● THE PROBLEM: Count the lines in the records below that contain the string "green", and give only that number.

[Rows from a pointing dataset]
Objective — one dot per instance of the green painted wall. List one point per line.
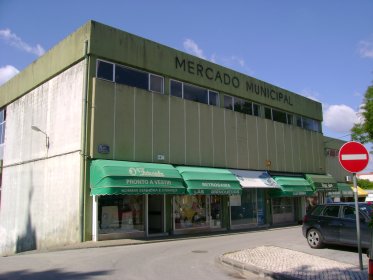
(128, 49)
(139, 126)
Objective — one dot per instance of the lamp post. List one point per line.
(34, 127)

...

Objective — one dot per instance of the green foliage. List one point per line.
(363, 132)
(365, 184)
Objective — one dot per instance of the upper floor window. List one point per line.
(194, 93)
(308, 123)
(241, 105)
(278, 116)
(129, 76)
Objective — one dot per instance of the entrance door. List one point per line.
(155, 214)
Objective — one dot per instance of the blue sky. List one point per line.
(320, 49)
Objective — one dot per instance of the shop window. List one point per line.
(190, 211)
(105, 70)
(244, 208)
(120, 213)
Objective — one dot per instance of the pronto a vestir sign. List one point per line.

● SOLUTION FOR THIS TASK: 2